# Instructions for the task:
Convert the lines of the listing into a JSON list of strings, one string per line and no blank lines, starting at the line that contains "of the cumulus" and stopping after the line that contains "(1165, 361)".

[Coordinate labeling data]
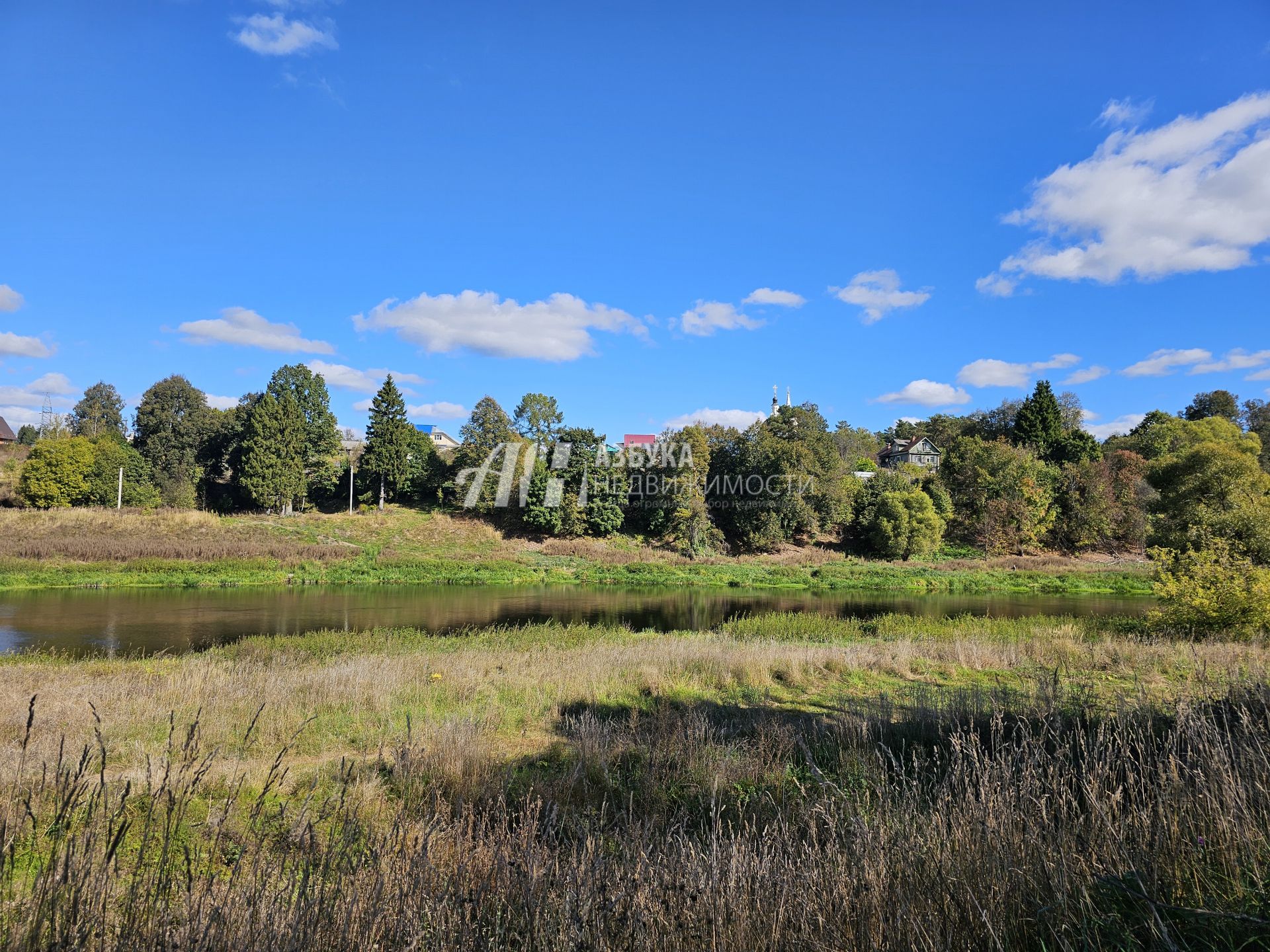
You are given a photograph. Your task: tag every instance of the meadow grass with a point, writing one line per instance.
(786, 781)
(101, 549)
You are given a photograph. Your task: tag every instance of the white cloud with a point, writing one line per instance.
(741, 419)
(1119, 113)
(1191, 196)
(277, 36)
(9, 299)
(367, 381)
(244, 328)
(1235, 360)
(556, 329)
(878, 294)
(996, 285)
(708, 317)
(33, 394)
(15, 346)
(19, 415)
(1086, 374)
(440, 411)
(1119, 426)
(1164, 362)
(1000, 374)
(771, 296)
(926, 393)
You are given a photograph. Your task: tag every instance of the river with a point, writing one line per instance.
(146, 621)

---

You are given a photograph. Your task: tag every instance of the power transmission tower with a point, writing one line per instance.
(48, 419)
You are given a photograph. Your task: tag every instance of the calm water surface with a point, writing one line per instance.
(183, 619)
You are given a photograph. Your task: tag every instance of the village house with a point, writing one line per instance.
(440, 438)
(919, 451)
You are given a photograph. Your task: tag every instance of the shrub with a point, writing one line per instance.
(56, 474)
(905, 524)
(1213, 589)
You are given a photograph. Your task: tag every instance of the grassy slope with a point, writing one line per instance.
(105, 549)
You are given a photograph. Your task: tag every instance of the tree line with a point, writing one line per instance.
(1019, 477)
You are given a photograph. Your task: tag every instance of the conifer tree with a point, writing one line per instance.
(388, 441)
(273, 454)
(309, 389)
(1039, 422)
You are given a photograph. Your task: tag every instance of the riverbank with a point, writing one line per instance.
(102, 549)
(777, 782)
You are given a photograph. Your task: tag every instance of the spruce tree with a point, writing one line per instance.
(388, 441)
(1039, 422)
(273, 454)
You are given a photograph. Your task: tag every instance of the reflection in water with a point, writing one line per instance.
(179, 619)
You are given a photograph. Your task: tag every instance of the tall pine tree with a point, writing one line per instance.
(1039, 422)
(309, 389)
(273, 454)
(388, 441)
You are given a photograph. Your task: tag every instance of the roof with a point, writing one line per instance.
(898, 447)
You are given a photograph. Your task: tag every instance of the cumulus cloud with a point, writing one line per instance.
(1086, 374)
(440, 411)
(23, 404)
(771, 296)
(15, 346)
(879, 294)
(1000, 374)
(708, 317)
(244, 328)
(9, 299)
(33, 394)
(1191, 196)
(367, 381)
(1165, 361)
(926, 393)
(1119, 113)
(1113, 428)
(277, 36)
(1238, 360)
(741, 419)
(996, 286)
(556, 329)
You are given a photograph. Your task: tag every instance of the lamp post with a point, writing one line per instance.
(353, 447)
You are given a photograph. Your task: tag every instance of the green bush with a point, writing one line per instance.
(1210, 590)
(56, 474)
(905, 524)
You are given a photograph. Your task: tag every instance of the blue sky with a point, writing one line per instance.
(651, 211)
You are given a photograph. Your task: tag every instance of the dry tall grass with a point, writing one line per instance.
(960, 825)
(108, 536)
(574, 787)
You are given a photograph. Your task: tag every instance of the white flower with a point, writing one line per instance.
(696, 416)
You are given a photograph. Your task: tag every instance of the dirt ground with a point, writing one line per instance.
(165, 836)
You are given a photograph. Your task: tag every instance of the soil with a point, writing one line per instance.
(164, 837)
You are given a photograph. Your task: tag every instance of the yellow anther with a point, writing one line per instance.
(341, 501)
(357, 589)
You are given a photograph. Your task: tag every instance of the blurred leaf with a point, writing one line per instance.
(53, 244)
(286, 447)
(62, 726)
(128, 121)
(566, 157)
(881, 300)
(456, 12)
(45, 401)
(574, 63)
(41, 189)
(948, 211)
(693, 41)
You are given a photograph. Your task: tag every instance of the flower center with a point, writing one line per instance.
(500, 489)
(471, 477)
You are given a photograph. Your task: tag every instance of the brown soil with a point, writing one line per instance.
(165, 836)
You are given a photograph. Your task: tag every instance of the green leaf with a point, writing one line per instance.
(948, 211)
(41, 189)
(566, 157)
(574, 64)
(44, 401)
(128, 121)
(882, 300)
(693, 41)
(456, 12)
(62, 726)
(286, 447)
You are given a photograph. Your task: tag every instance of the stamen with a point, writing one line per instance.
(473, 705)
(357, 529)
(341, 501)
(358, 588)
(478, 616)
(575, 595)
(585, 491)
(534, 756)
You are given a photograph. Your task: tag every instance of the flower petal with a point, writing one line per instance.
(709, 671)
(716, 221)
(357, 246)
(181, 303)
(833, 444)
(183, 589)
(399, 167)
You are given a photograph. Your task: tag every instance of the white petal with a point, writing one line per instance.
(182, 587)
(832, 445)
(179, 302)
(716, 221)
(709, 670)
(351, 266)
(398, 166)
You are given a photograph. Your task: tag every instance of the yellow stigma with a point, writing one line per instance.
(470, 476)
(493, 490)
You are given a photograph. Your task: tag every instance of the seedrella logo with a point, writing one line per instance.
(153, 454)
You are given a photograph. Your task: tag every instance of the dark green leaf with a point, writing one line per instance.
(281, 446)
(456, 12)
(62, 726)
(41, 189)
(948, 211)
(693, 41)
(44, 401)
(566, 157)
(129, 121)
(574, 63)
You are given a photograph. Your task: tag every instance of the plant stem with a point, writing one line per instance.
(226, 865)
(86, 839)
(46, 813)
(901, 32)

# Output below:
[
  "You are given a photograph. Your task: tag every instance of the cumulus cloud with a point, writing one line per instance.",
  "(1086, 374)",
  "(440, 411)",
  "(23, 404)",
  "(771, 296)",
  "(15, 346)",
  "(879, 294)",
  "(1000, 374)",
  "(708, 317)",
  "(244, 328)",
  "(9, 299)",
  "(33, 394)",
  "(1191, 196)",
  "(367, 381)",
  "(1165, 361)"
]